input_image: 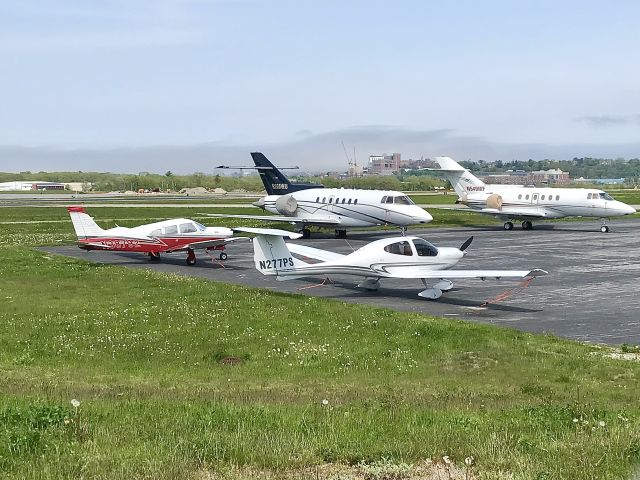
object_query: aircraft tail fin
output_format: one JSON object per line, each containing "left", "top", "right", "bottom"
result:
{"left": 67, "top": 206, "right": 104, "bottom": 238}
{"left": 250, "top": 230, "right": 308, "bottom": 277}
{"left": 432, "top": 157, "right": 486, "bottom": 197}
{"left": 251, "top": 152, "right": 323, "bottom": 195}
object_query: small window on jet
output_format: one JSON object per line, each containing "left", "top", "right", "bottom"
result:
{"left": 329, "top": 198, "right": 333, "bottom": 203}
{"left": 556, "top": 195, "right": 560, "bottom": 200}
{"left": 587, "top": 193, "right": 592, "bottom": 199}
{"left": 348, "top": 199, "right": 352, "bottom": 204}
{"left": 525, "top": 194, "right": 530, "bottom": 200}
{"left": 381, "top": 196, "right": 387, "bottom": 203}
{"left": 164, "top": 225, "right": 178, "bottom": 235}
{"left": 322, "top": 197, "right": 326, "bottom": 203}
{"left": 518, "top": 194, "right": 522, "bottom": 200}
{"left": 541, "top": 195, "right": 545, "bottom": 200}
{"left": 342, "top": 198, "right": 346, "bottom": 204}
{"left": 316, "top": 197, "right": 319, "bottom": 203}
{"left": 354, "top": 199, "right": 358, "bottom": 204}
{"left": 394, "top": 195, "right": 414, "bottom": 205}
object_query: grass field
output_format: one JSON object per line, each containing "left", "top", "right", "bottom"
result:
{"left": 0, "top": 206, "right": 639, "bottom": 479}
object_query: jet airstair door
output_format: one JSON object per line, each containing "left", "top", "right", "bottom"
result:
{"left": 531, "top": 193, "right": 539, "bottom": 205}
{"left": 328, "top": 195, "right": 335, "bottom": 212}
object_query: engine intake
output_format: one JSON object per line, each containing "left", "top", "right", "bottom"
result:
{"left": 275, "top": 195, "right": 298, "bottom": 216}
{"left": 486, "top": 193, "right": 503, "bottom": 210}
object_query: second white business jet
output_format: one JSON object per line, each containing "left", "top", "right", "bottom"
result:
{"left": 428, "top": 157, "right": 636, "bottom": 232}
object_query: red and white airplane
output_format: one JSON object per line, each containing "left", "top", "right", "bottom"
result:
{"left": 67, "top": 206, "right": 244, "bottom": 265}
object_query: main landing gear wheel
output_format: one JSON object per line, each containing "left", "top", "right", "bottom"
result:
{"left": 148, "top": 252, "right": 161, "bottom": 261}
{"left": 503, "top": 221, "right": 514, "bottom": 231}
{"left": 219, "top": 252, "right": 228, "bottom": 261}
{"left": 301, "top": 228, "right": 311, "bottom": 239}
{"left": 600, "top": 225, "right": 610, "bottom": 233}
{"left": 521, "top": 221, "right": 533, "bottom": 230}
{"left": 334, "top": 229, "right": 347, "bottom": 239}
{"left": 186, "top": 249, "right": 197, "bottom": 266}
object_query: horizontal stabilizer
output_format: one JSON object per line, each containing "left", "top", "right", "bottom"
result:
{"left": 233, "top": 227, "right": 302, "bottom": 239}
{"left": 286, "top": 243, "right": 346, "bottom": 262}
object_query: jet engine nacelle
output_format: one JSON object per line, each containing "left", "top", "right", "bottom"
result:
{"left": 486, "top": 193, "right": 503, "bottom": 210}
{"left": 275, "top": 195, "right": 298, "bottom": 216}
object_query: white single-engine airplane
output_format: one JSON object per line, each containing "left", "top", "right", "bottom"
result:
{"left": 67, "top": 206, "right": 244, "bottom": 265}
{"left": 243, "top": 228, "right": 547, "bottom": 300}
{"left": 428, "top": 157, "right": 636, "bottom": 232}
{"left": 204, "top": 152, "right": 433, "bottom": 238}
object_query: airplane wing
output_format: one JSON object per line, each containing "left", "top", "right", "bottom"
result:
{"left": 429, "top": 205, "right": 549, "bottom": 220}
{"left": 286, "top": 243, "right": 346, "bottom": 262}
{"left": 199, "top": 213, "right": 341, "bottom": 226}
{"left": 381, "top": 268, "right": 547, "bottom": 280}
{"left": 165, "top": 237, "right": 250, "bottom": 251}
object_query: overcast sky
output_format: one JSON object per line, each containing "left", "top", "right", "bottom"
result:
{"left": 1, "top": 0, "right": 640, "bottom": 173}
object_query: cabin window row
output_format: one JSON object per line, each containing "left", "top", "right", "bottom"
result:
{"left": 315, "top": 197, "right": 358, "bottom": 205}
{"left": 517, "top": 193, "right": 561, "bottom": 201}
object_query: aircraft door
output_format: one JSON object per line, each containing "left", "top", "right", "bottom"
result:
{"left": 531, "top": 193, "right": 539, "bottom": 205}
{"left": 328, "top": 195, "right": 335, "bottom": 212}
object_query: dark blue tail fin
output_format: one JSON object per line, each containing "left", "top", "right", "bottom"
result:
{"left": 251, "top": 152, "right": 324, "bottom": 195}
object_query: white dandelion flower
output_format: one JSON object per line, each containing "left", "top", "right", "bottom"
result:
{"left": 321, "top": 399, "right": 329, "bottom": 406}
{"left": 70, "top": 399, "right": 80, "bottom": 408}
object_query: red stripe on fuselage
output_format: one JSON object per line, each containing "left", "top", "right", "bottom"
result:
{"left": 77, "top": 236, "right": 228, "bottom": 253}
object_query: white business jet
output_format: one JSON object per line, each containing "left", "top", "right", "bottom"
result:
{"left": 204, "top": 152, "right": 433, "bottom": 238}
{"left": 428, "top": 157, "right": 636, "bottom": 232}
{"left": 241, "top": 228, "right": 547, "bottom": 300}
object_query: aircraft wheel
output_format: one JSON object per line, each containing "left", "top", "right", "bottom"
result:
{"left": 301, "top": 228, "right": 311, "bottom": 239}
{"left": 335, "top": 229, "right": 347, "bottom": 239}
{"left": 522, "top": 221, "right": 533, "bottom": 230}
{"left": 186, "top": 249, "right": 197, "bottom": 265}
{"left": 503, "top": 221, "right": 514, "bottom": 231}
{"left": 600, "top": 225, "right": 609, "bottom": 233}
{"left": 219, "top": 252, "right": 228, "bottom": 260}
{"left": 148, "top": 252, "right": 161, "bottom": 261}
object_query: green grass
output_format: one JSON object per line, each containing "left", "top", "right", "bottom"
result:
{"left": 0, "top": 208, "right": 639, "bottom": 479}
..........
Problem — Please reproduce each line of the listing above exactly, skipping pictures.

Response —
input_image: 
object_query: aircraft tail fin
output_format: one JSON object per line, each containing "left", "top", "right", "bottom"
result:
{"left": 67, "top": 206, "right": 104, "bottom": 238}
{"left": 250, "top": 230, "right": 308, "bottom": 277}
{"left": 432, "top": 157, "right": 486, "bottom": 197}
{"left": 251, "top": 152, "right": 323, "bottom": 195}
object_query: small window on jet
output_format: one JSON object per line, each containing "left", "top", "right", "bottom"
result:
{"left": 329, "top": 198, "right": 333, "bottom": 203}
{"left": 556, "top": 195, "right": 560, "bottom": 200}
{"left": 587, "top": 193, "right": 592, "bottom": 199}
{"left": 348, "top": 199, "right": 352, "bottom": 204}
{"left": 525, "top": 194, "right": 530, "bottom": 200}
{"left": 381, "top": 196, "right": 387, "bottom": 203}
{"left": 164, "top": 225, "right": 178, "bottom": 235}
{"left": 322, "top": 197, "right": 326, "bottom": 203}
{"left": 518, "top": 194, "right": 522, "bottom": 200}
{"left": 541, "top": 195, "right": 545, "bottom": 200}
{"left": 342, "top": 198, "right": 346, "bottom": 204}
{"left": 316, "top": 197, "right": 319, "bottom": 203}
{"left": 354, "top": 199, "right": 358, "bottom": 204}
{"left": 394, "top": 195, "right": 414, "bottom": 205}
object_query: grass field
output_format: one JSON object per line, each containing "left", "top", "right", "bottom"
result:
{"left": 0, "top": 206, "right": 639, "bottom": 479}
object_query: jet airstair door
output_format: one JSON object per line, each containing "left", "top", "right", "bottom"
result:
{"left": 531, "top": 193, "right": 539, "bottom": 205}
{"left": 328, "top": 195, "right": 335, "bottom": 212}
object_query: engine intake
output_format: one JSON object per line, each containing "left", "top", "right", "bottom"
result:
{"left": 275, "top": 195, "right": 298, "bottom": 216}
{"left": 486, "top": 193, "right": 503, "bottom": 210}
object_query: second white business jet
output_format: one JSON object per line, each containing "left", "top", "right", "bottom"
result:
{"left": 428, "top": 157, "right": 636, "bottom": 232}
object_query: red and white airplane
output_format: one JSON object per line, each containing "left", "top", "right", "bottom"
result:
{"left": 67, "top": 206, "right": 244, "bottom": 265}
object_query: main landing gear wheel
output_format: one JSON object per line, each containing "left", "top", "right", "bottom"
result:
{"left": 148, "top": 252, "right": 161, "bottom": 261}
{"left": 503, "top": 221, "right": 514, "bottom": 231}
{"left": 219, "top": 252, "right": 228, "bottom": 261}
{"left": 301, "top": 228, "right": 311, "bottom": 239}
{"left": 600, "top": 225, "right": 610, "bottom": 233}
{"left": 521, "top": 221, "right": 533, "bottom": 230}
{"left": 334, "top": 229, "right": 347, "bottom": 239}
{"left": 186, "top": 249, "right": 197, "bottom": 266}
object_query: horizontal stabilizer
output_format: one JSON object per line, each containing "left", "top", "right", "bottom"
result:
{"left": 233, "top": 227, "right": 302, "bottom": 239}
{"left": 286, "top": 243, "right": 346, "bottom": 262}
object_query: jet engine nacelle
output_format: one JSON object per line, each containing "left", "top", "right", "bottom"
result:
{"left": 486, "top": 193, "right": 503, "bottom": 210}
{"left": 275, "top": 195, "right": 298, "bottom": 216}
object_query: white single-engine airplane
output_format: one JSON object per line, each containing "left", "top", "right", "bottom"
result:
{"left": 67, "top": 206, "right": 244, "bottom": 265}
{"left": 243, "top": 228, "right": 547, "bottom": 300}
{"left": 428, "top": 157, "right": 636, "bottom": 232}
{"left": 204, "top": 152, "right": 433, "bottom": 238}
object_query: airplane wing
output_format: one JSON object per line, each containing "left", "top", "right", "bottom"
result:
{"left": 429, "top": 205, "right": 549, "bottom": 220}
{"left": 286, "top": 243, "right": 346, "bottom": 262}
{"left": 199, "top": 213, "right": 341, "bottom": 226}
{"left": 381, "top": 268, "right": 547, "bottom": 280}
{"left": 165, "top": 237, "right": 250, "bottom": 251}
object_query: overcast sky
output_format: one JSON object per line, each containing "left", "top", "right", "bottom"
result:
{"left": 1, "top": 0, "right": 640, "bottom": 173}
object_query: cabin window row
output_format: one JSON object per line, each containing "left", "top", "right", "bottom"
result:
{"left": 315, "top": 197, "right": 358, "bottom": 205}
{"left": 517, "top": 193, "right": 561, "bottom": 201}
object_query: aircraft door
output_format: one JSON object per line, each containing "left", "top", "right", "bottom"
result:
{"left": 531, "top": 193, "right": 539, "bottom": 205}
{"left": 328, "top": 195, "right": 335, "bottom": 212}
object_query: dark blue tail fin
output_format: one JSON object per line, each containing "left", "top", "right", "bottom"
result:
{"left": 251, "top": 152, "right": 324, "bottom": 195}
object_query: white dandelion flower
output_format: one JSON object per line, each containing "left", "top", "right", "bottom"
result:
{"left": 321, "top": 399, "right": 329, "bottom": 406}
{"left": 70, "top": 399, "right": 80, "bottom": 408}
object_query: red stripe on fuselage
output_format: one JSON object per line, each containing "left", "top", "right", "bottom"
result:
{"left": 77, "top": 236, "right": 228, "bottom": 253}
object_query: white business jet
output_format: one JSON object per line, each containing "left", "top", "right", "bottom"
result:
{"left": 204, "top": 152, "right": 433, "bottom": 238}
{"left": 428, "top": 157, "right": 636, "bottom": 232}
{"left": 241, "top": 228, "right": 547, "bottom": 300}
object_query: aircraft wheel
output_format: one JSON object per line, each containing "left", "top", "right", "bottom"
result:
{"left": 301, "top": 228, "right": 311, "bottom": 239}
{"left": 335, "top": 229, "right": 347, "bottom": 239}
{"left": 522, "top": 221, "right": 533, "bottom": 230}
{"left": 186, "top": 249, "right": 197, "bottom": 265}
{"left": 503, "top": 221, "right": 514, "bottom": 231}
{"left": 600, "top": 225, "right": 609, "bottom": 233}
{"left": 219, "top": 252, "right": 228, "bottom": 260}
{"left": 148, "top": 252, "right": 161, "bottom": 261}
object_query: green grass
output_format: one JSON object per line, each containing "left", "top", "right", "bottom"
result:
{"left": 0, "top": 208, "right": 639, "bottom": 479}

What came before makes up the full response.